Excerpts from a dataset

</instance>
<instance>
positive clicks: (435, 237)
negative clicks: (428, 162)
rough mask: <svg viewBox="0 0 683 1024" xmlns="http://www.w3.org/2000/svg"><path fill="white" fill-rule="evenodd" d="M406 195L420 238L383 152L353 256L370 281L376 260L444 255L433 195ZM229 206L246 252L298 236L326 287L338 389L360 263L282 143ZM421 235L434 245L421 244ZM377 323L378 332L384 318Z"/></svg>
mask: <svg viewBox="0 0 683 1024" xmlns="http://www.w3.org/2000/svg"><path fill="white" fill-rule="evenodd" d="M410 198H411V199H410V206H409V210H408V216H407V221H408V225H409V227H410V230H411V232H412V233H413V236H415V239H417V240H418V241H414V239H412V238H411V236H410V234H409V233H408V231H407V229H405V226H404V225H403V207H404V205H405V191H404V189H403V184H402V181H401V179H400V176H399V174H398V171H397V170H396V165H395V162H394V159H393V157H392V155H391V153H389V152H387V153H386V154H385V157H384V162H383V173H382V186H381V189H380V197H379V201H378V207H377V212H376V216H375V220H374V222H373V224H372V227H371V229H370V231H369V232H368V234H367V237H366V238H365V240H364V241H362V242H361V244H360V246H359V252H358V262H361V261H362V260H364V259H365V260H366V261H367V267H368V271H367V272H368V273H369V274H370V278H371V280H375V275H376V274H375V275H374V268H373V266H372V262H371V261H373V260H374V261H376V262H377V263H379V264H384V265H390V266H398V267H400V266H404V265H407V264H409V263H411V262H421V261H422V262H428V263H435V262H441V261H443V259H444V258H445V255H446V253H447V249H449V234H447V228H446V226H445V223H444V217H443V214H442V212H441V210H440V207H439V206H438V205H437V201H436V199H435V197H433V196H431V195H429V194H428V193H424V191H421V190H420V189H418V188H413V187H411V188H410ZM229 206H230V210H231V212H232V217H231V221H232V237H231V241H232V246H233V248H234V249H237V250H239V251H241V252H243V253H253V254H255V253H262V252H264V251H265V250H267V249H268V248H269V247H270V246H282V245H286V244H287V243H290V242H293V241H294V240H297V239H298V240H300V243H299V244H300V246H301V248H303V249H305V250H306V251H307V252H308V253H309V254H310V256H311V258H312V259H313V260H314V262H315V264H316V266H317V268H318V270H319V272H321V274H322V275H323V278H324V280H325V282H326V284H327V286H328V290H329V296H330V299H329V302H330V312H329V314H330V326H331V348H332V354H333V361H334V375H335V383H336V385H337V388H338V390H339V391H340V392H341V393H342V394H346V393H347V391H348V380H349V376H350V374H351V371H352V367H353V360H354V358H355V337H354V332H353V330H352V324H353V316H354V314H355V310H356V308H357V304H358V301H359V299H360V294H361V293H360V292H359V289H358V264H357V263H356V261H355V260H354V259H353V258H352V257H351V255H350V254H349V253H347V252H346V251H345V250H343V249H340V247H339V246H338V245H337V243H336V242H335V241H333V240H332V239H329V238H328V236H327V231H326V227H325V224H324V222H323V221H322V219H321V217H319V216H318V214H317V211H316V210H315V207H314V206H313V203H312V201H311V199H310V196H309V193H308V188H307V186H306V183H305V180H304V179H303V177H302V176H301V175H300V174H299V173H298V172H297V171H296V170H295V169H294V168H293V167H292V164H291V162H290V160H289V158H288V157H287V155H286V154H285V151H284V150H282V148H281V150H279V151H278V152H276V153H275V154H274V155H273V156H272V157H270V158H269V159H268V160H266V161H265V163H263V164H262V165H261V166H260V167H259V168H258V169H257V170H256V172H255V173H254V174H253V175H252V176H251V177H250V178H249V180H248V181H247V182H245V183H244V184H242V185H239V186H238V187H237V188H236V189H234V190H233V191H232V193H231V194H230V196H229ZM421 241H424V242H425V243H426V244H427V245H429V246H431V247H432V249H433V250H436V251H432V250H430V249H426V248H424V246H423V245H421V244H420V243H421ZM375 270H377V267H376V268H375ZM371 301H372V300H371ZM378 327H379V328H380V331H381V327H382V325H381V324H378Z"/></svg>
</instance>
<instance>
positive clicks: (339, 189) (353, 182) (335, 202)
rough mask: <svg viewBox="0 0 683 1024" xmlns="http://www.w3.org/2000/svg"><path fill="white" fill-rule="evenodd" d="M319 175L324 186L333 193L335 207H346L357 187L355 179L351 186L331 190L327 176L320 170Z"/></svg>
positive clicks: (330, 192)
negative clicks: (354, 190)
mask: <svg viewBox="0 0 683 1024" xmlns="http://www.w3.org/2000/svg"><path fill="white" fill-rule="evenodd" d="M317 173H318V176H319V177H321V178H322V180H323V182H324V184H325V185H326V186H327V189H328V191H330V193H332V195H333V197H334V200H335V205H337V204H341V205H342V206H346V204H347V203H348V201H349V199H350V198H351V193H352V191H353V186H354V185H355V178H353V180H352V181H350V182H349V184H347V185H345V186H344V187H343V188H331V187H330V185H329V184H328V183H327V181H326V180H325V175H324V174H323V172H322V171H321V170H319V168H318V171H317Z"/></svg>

Requirement
I need each of the entries above printed again exactly.

Response
</instance>
<instance>
positive clicks: (435, 237)
negative clicks: (428, 162)
rough mask: <svg viewBox="0 0 683 1024" xmlns="http://www.w3.org/2000/svg"><path fill="white" fill-rule="evenodd" d="M406 195L420 238L383 152L353 256L370 281L376 260L444 255L433 195ZM229 206L246 252L298 236L326 287L338 389L360 263L282 143ZM421 235L434 245L421 244ZM377 323L378 332L384 318Z"/></svg>
mask: <svg viewBox="0 0 683 1024" xmlns="http://www.w3.org/2000/svg"><path fill="white" fill-rule="evenodd" d="M410 198H411V199H410V206H409V210H408V216H407V221H408V225H409V227H410V230H411V232H412V233H413V236H415V239H417V240H418V241H414V239H412V238H411V236H410V234H409V233H408V231H407V229H405V226H404V225H403V207H404V205H405V191H404V189H403V184H402V181H401V179H400V176H399V174H398V171H397V170H396V165H395V162H394V159H393V157H392V155H391V153H389V152H387V153H386V154H385V157H384V162H383V173H382V186H381V189H380V197H379V201H378V207H377V212H376V216H375V220H374V222H373V224H372V227H371V229H370V231H369V232H368V234H367V237H366V238H365V240H364V241H362V242H361V244H360V246H359V252H358V262H361V261H362V260H364V259H365V260H366V261H367V267H368V271H367V272H368V273H369V274H370V278H371V280H375V275H376V274H375V275H374V268H373V266H372V262H371V261H373V260H374V261H376V262H377V263H379V264H384V265H390V266H398V267H400V266H404V265H407V264H409V263H411V262H421V261H422V262H428V263H435V262H441V261H443V259H444V258H445V255H446V253H447V249H449V234H447V228H446V226H445V223H444V217H443V214H442V212H441V210H440V207H439V206H438V205H437V201H436V199H435V197H433V196H431V195H429V194H428V193H424V191H421V190H420V189H418V188H413V187H411V188H410ZM229 206H230V210H231V212H232V217H231V221H232V237H231V241H232V246H233V248H234V249H237V250H239V251H241V252H243V253H253V254H255V253H262V252H264V251H265V250H267V249H268V248H269V247H270V246H282V245H286V244H287V243H290V242H293V241H294V240H297V239H298V240H300V243H299V244H300V246H301V248H303V249H305V250H306V251H307V252H308V253H309V254H310V256H311V258H312V259H313V260H314V262H315V264H316V266H317V268H318V270H319V272H321V274H322V275H323V278H324V280H325V282H326V284H327V286H328V290H329V296H330V299H329V302H330V312H329V314H330V326H331V348H332V354H333V361H334V375H335V383H336V385H337V388H338V390H339V391H340V392H341V393H342V394H346V393H347V391H348V380H349V376H350V374H351V371H352V367H353V360H354V358H355V337H354V332H353V330H352V324H353V316H354V314H355V310H356V308H357V304H358V301H359V299H360V294H361V293H360V292H359V289H358V264H357V263H356V261H355V260H354V259H353V258H352V257H351V255H350V254H349V253H347V252H346V251H345V250H343V249H340V247H339V246H338V245H337V243H336V242H335V241H333V240H332V239H329V238H328V236H327V231H326V227H325V224H324V222H323V221H322V219H321V217H319V216H318V214H317V211H316V210H315V207H314V206H313V203H312V201H311V199H310V196H309V193H308V188H307V186H306V183H305V180H304V179H303V177H302V176H301V175H300V174H299V173H298V172H297V171H296V170H295V169H294V168H293V167H292V164H291V162H290V160H289V158H288V157H287V155H286V154H285V151H284V150H282V148H281V150H279V151H278V152H276V153H275V154H274V155H273V156H272V157H270V158H269V159H268V160H266V161H265V163H263V164H262V165H261V166H260V167H259V168H258V169H257V170H256V172H255V173H254V174H253V175H252V176H251V177H250V178H249V180H248V181H247V182H245V183H244V184H242V185H239V186H238V187H237V188H236V189H234V190H233V191H232V193H231V194H230V196H229ZM421 241H424V242H425V243H426V244H427V245H429V246H431V247H432V249H433V250H436V251H432V250H430V249H426V248H424V246H423V245H421V244H420V243H421ZM375 270H377V267H376V268H375ZM371 301H372V300H371ZM378 327H379V328H380V331H381V327H382V325H381V324H378Z"/></svg>
</instance>
<instance>
positive clicks: (339, 189) (353, 182) (335, 202)
rough mask: <svg viewBox="0 0 683 1024" xmlns="http://www.w3.org/2000/svg"><path fill="white" fill-rule="evenodd" d="M319 175L324 186L333 193L335 207H346L357 187L355 179L351 186L331 190L327 176L320 170Z"/></svg>
positive clicks: (330, 192)
negative clicks: (354, 190)
mask: <svg viewBox="0 0 683 1024" xmlns="http://www.w3.org/2000/svg"><path fill="white" fill-rule="evenodd" d="M317 173H318V176H319V177H321V178H322V180H323V182H324V184H325V185H326V186H327V189H328V191H330V193H332V195H333V197H334V200H335V205H337V204H341V205H342V206H346V204H347V203H348V201H349V199H350V198H351V193H352V191H353V186H354V185H355V178H353V180H352V181H350V182H349V184H347V185H345V186H344V187H343V188H331V187H330V185H329V184H328V183H327V181H326V180H325V175H324V174H323V172H322V171H321V170H319V168H318V171H317Z"/></svg>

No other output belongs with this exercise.